SELECTION:
This thread is dedicated to discussing advanced nuclear reactor designs that could form an important component of the push towards widespread EVs.
A number of these advanced nuclear reactor designs offer huge improvements over current water-cooled reactors:
as little as 5% as much nuclear waste, safe from explosions, greatly reduced proliferation risk, higher thermodynamic efficiency.
The designs I like the best can burn our vast stockpiles of spent nuclear fuel accumulated from conventional reactor operation.
The waste from the advanced designs mostly decays within a few decades to a century, vs the 10s of thousands of years for conventional waste.
Some of the advanced reactor concepts: Fast spectrum, both Lead cooled and Helium cooled, Thorium fuel, and molten salt, either with solid or liquid fuel.
This post is about molten salt reactors, which have been in the news recently because the Chinese are building a new molten salt research reactor that will be the first to operate since the 1960s.

WHAT TO WORK ON:
1. Please condense the paragraph of the reactor post beginning "This thread is dedicated" into a short bulleted list that keeps its main facts.
2. In the reactor post, what is China building?

DATA SECTION:
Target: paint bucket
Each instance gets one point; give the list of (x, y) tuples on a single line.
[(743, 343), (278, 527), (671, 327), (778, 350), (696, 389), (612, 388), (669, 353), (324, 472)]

TASK-BY-TASK RESULTS:
1.
- The thread covers advanced nuclear reactor designs that could support the push toward widespread EVs.
- Many of these designs improve on current water-cooled reactors: as little as 5% as much nuclear waste, safety from explosions, greatly reduced proliferation risk and higher thermodynamic efficiency.
- The favored designs can burn the large stockpiles of spent fuel from conventional reactors.
- Their waste mostly decays within a few decades to a century, compared with tens of thousands of years for conventional waste.
- The concepts include fast spectrum (lead-cooled and helium-cooled), thorium fuel and molten salt (with solid or liquid fuel).
- The post focuses on molten salt reactors, which are in the news because China is building a new molten salt research reactor, the first to operate since the 1960s.

2. A new molten salt research reactor, the first to operate since the 1960s.